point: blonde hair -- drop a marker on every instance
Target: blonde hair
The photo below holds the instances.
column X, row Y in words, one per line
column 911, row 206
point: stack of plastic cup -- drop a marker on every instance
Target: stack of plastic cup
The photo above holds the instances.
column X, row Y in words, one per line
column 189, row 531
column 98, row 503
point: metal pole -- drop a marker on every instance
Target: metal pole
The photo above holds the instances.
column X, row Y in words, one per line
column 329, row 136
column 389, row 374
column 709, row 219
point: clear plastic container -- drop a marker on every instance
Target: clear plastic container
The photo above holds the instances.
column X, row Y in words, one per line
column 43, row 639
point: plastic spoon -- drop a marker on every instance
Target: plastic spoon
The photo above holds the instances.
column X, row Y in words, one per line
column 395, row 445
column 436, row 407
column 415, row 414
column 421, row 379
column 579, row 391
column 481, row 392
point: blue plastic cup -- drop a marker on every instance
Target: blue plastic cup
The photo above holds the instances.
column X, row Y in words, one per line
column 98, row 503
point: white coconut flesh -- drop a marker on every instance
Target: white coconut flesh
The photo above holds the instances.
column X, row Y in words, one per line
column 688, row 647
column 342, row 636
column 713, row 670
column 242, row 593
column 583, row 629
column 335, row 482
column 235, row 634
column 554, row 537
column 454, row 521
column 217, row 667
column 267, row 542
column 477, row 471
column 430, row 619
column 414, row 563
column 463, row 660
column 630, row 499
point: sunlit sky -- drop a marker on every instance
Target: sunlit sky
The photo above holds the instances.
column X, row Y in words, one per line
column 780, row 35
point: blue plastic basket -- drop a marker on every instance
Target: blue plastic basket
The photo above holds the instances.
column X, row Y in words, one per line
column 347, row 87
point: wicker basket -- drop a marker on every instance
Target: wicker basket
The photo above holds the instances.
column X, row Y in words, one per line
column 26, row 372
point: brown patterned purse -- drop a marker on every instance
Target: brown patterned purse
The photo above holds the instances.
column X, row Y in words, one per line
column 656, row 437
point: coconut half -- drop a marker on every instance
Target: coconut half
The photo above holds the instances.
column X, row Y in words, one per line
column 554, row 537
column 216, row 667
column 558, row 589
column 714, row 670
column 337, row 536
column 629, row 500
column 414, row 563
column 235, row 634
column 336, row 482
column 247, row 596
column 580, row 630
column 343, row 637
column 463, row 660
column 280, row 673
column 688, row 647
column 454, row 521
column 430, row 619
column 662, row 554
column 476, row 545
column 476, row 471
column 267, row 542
********
■ **Requirement**
Reproduce the lines of the records as a numbered list, starting at the line that contains "point: stack of" and ending at the line that contains "column 43, row 639", with both of those lines included and any blank lines omitted.

■ **Written response**
1. point: stack of plastic cup -- drop a marker on every instance
2. Target: stack of plastic cup
3. The photo above holds the instances.
4. column X, row Y in words, one per line
5. column 189, row 531
6. column 98, row 503
7. point: metal pole -- drop a marker on every instance
8. Target: metal pole
9. The photo above holds the instances.
10. column X, row Y in words, one per line
11. column 329, row 136
12. column 389, row 374
13. column 709, row 219
14. point: clear plastic container -- drop a marker on every instance
15. Target: clear plastic container
16. The photo above holds the instances.
17. column X, row Y in words, one per line
18. column 43, row 639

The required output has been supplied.